**Extract:**
::::::::::
Heartland Session Sneak Peek: Procurement, Inventory Management & Cash Flow

Published in Member Communities on July 07, 2021

I hope you’re excited to attend VGM’s 20th Anniversary Heartland Conference. I’m particularly looking forward to moderating a panel of experts during the session: Procurement, Inventory Management & Cash Flow.

One of the questions I often get is about cash accounting and staying cash flow positive. Here’s a quick run through on the topic with three takeaways, but be sure to join me, and our panelists Jason Plogher, Director of Supply Chain, DASCO Home Medical Equipment and Tim VanAntwerp, Owner, Van's Medical Equipment, at Heartland for more and to get your pressing questions answered.   

Cash Accounting and Cash Flow

Cash accounting recognizes sales and expenses when revenue is actually transacted. The accrual method applies sales at the time of order and expenses on invoice date. In either case, your CPA will want you to be consistent in your methodology. 

DMEs, in general, struggle with cash flow. Tight margins, audits, protracted payments, and limited vendor terms contribute to the cash flow challenge. These areas all intersect and determine the health of a company. 

Put simply, businesses want to get paid more – sooner; and pay vendors less – later.
::::::::::
**Data below:**
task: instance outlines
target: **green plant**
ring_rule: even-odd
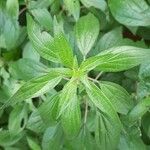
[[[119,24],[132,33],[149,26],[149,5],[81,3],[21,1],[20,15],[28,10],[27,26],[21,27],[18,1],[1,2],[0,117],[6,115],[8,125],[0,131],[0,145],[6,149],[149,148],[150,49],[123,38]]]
::::::::::
**What is needed:** Write out the entire Heartland session preview above word for word, from its title to its final sentence.

**Completed task:**
Heartland Session Sneak Peek: Procurement, Inventory Management & Cash Flow

Published in Member Communities on July 07, 2021

I hope you’re excited to attend VGM’s 20th Anniversary Heartland Conference. I’m particularly looking forward to moderating a panel of experts during the session: Procurement, Inventory Management & Cash Flow.

One of the questions I often get is about cash accounting and staying cash flow positive. Here’s a quick run through on the topic with three takeaways, but be sure to join me, and our panelists Jason Plogher, Director of Supply Chain, DASCO Home Medical Equipment and Tim VanAntwerp, Owner, Van's Medical Equipment, at Heartland for more and to get your pressing questions answered.   

Cash Accounting and Cash Flow

Cash accounting recognizes sales and expenses when revenue is actually transacted. The accrual method applies sales at the time of order and expenses on invoice date. In either case, your CPA will want you to be consistent in your methodology. 

DMEs, in general, struggle with cash flow. Tight margins, audits, protracted payments, and limited vendor terms contribute to the cash flow challenge. These areas all intersect and determine the health of a company. 

Put simply, businesses want to get paid more – sooner; and pay vendors less – later.